::: Extracted data

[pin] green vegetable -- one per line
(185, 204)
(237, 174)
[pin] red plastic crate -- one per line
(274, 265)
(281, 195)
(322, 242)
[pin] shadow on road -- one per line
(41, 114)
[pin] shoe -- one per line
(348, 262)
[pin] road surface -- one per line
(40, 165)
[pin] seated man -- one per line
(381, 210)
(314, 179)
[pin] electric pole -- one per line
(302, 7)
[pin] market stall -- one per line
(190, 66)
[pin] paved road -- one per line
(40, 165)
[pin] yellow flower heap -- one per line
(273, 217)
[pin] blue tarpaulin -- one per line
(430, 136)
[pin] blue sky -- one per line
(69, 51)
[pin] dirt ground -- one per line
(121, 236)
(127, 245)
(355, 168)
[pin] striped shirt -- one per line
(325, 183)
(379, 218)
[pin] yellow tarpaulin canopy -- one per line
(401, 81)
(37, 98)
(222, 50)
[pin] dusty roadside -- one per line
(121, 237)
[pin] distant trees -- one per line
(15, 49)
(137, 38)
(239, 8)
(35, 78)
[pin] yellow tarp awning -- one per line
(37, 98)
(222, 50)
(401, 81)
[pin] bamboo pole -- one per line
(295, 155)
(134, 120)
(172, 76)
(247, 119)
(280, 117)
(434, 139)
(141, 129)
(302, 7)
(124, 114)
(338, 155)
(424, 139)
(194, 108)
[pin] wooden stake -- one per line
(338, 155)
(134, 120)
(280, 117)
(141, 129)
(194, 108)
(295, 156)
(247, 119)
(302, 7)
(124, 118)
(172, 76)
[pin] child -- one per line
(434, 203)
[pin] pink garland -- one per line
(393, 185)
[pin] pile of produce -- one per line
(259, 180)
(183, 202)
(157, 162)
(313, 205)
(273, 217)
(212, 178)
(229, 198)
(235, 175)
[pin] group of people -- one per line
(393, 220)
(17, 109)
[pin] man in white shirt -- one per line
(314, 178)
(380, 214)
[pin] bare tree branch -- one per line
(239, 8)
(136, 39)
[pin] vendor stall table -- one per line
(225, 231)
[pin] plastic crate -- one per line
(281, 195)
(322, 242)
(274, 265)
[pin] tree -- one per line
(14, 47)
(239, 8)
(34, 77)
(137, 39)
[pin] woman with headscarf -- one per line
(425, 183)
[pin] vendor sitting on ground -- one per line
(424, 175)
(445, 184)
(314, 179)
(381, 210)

::::::

**Instruction:**
Write out the whole listing again. Match it word for word.

**Response to this task:**
[pin] green vegetable -- one per line
(185, 204)
(237, 174)
[pin] red plastic crate -- one per line
(274, 265)
(281, 195)
(322, 242)
[pin] shadow on road -- one per line
(41, 114)
[pin] shoe -- one per line
(348, 262)
[pin] road surface -- one per line
(40, 165)
[pin] seated man -- one per line
(381, 210)
(314, 179)
[pin] electric pole -- one per line
(302, 7)
[pin] market stall -- one per line
(190, 66)
[pin] paved road -- one per line
(40, 165)
[pin] yellow flower heap -- one per line
(273, 217)
[pin] blue tarpaulin -- one per line
(430, 136)
[pin] blue sky -- one per line
(69, 51)
[pin] dirt ground -- one per line
(121, 236)
(127, 245)
(355, 168)
[pin] striped shirt -- one per line
(325, 183)
(379, 218)
[pin] yellow tarpaulin canopy -- one per line
(401, 81)
(37, 98)
(222, 50)
[pin] dusty roadside -- one per line
(121, 237)
[pin] distant trees -- one per line
(15, 49)
(137, 38)
(239, 8)
(35, 78)
[pin] yellow tarp awning -- one per line
(37, 98)
(222, 50)
(401, 81)
[pin] bamboo pole -- one per line
(295, 155)
(134, 120)
(172, 76)
(247, 119)
(280, 117)
(434, 139)
(141, 129)
(302, 7)
(124, 114)
(338, 155)
(424, 139)
(194, 108)
[pin] wooden stake -- one per line
(338, 155)
(134, 120)
(280, 117)
(141, 129)
(194, 108)
(295, 156)
(247, 119)
(302, 7)
(124, 118)
(172, 76)
[pin] child -- one per line
(434, 203)
[pin] pink garland -- one per line
(393, 185)
[pin] pile of produce -- one per line
(259, 180)
(183, 202)
(157, 162)
(313, 205)
(273, 217)
(212, 178)
(229, 198)
(235, 175)
[pin] group of people -- one per line
(393, 220)
(17, 109)
[pin] man in white shirt -- one per line
(314, 178)
(380, 214)
[pin] bare tree branch -- one per line
(239, 8)
(136, 39)
[pin] vendor stall table -- one per line
(225, 231)
[pin] plastic crate -- one per line
(281, 195)
(322, 242)
(274, 265)
[pin] tree -- one per line
(14, 47)
(239, 8)
(34, 77)
(137, 39)
[pin] woman with headscarf -- one per line
(425, 183)
[pin] vendor sitting on ground -- one per line
(424, 175)
(445, 184)
(314, 179)
(381, 210)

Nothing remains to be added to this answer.